# Given exercise
Could you output the material below as a numbered list, omitting any blank lines?

*-*-*

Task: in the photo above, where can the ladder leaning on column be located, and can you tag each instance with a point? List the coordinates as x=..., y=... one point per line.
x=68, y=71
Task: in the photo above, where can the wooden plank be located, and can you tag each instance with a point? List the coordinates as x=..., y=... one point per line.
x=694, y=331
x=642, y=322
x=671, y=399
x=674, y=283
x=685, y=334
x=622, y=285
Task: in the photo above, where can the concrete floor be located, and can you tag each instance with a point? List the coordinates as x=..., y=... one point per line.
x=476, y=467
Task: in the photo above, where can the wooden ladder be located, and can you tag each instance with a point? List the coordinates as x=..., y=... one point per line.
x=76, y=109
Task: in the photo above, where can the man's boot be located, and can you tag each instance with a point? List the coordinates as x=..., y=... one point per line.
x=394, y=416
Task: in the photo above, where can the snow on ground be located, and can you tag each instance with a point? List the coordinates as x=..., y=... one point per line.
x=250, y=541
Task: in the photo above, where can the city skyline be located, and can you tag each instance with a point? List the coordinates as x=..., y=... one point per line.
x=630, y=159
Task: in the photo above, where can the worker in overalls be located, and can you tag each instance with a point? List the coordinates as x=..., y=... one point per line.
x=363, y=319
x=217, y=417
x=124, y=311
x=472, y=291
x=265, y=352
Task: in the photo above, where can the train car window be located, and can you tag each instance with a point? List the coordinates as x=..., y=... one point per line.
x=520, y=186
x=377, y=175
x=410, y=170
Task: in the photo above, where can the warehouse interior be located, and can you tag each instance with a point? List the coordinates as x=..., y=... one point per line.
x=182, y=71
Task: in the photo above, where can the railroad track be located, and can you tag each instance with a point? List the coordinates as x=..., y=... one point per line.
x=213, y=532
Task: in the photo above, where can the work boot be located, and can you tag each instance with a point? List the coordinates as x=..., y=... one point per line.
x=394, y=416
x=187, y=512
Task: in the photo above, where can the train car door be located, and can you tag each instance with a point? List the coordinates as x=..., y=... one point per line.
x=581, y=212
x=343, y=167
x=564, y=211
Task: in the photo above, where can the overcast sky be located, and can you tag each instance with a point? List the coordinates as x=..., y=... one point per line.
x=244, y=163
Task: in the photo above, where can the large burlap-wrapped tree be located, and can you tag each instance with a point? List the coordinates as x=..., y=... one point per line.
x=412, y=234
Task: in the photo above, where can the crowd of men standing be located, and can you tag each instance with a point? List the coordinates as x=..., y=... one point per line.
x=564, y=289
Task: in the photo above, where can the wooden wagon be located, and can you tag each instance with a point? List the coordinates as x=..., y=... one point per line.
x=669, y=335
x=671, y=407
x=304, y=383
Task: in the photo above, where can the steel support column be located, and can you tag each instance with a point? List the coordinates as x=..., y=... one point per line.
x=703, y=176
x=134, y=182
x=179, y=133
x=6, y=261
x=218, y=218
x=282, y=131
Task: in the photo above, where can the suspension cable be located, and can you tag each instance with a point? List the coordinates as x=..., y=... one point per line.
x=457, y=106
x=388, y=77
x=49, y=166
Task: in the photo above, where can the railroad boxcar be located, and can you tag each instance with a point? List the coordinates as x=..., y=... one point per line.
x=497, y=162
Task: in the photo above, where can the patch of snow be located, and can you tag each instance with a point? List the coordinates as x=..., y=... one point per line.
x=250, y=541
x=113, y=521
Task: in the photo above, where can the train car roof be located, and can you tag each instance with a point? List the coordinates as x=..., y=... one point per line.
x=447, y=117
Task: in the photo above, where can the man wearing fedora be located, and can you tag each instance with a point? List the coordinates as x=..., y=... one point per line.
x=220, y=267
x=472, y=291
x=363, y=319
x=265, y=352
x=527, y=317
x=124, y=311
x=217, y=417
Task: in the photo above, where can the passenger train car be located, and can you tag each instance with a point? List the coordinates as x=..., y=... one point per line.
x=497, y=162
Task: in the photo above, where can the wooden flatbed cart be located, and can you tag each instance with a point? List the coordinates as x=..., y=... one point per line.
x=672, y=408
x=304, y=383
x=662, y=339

*-*-*

# Solution for this task
1. Task: in the photo above, where can the ladder leaning on column be located, and can you tag each instance with a point? List the coordinates as x=..., y=... one point per line.
2. x=68, y=71
3. Task: in the photo above, where can the wooden plank be located, and can you tag each instance with a point? List the coordinates as x=..., y=... one point per line.
4. x=694, y=331
5. x=642, y=322
6. x=671, y=399
7. x=674, y=283
8. x=685, y=334
9. x=622, y=285
10. Task: in the photo above, where can the concrete floor be located, and can you tag each instance with a point? List the coordinates as x=..., y=... one point per line.
11. x=476, y=467
12. Task: in the photo above, where can the wooden ladder be located, and can you tag each instance with a point? List the coordinates as x=..., y=... one point per line.
13. x=76, y=109
14. Task: in the photo above, where can the man's boot be located, and can you tag each instance with a point? List the coordinates as x=..., y=... one point per line.
15. x=394, y=416
16. Task: in the photo above, where can the snow on ground be located, and can you tag each instance with a point? List the coordinates as x=..., y=... one point per line.
17. x=250, y=541
18. Task: in the photo above, where can the city skyline be located, and can you tag each instance with a point? List the coordinates as x=..., y=... one point per line.
19. x=630, y=159
20. Task: in the photo above, where can the worker in overalls be located, and can you tag each instance with a point? List the coordinates as x=..., y=... one point per line.
21. x=363, y=319
22. x=217, y=417
23. x=124, y=311
24. x=472, y=291
25. x=265, y=352
26. Task: in the photo above, where can the train car window be located, and can you tag each instance with a point? List the coordinates as x=..., y=... one point per line.
27. x=520, y=186
28. x=377, y=175
29. x=410, y=170
30. Task: in the photo above, where can the warehouse interior be located, and can you tag each instance with a point? List the coordinates as x=..., y=... one point per line.
31. x=182, y=71
32. Task: in the photo above, where can the railroad track be located, and can you tag each instance with a point? List the coordinates as x=..., y=... one point per line.
33. x=213, y=532
34. Task: in the photo above, where can the work boot be located, and can you tag each instance with a point? List the coordinates as x=..., y=... one point per line.
35. x=394, y=416
36. x=187, y=512
37. Task: in the photo above, where can the train car door be located, and can you tag each instance with a point? List the coordinates as x=..., y=... one point per line.
38. x=581, y=212
39. x=343, y=167
40. x=564, y=211
41. Task: in the photo above, where can the overcast sky be located, and can you tag each instance with a point? List the coordinates as x=..., y=... one point per line.
42. x=244, y=163
43. Task: in the photo above, where can the large burlap-wrapped tree be located, and can you tag each instance with a point? List the coordinates as x=..., y=... one point per line.
44. x=412, y=234
45. Task: in the photo above, where can the crowd of men standing be located, and can you tag each instance with a point? List the coordinates as x=..., y=... one point per line.
46. x=564, y=289
47. Task: in the photo above, where can the wooden wagon be located, and can you tag each instance with a point? List the coordinates as x=..., y=... one point per line.
48. x=669, y=335
49. x=671, y=407
50. x=304, y=383
51. Task: in the photo above, where can the steel support column be located, and can you tag each instance with a point? List the coordinates as x=..., y=... one point per line.
52. x=703, y=176
53. x=134, y=182
54. x=179, y=133
55. x=6, y=261
56. x=218, y=218
57. x=282, y=131
58. Task: in the photo above, where can the suspension cable be located, and can you tag each instance with a point? List the coordinates as x=..., y=... one point per line.
59. x=457, y=106
60. x=388, y=77
61. x=49, y=166
62. Task: in the photo above, where can the railroad boxcar be located, and can you tag each instance with a point? List the coordinates as x=..., y=... one point per line.
63. x=497, y=162
64. Task: in the photo above, where can the patch of snow be located, and can you tag each instance with a point? List the coordinates as x=..., y=... one point per line.
65. x=250, y=541
66. x=113, y=521
67. Task: in the photo above, where can the train car roof be located, and can you tag each instance with a point? List the coordinates as x=..., y=... one point per line.
68. x=447, y=117
69. Task: in the photo above, where can the man wearing fedora be located, and can you tag each instance with a point? List the coordinates as x=..., y=... one point per line.
70. x=220, y=267
71. x=472, y=291
72. x=363, y=319
73. x=265, y=352
74. x=527, y=317
75. x=124, y=311
76. x=217, y=417
77. Task: in the photo above, where can the passenger train car be located, and can you tag each instance with a point? List the coordinates as x=..., y=... one point per line.
78. x=497, y=162
79. Task: in the photo above, where can the wooden flatbed cart be located, and can you tag each instance with a point? List the coordinates as x=..., y=... one point per line.
80. x=672, y=408
81. x=304, y=383
82. x=662, y=339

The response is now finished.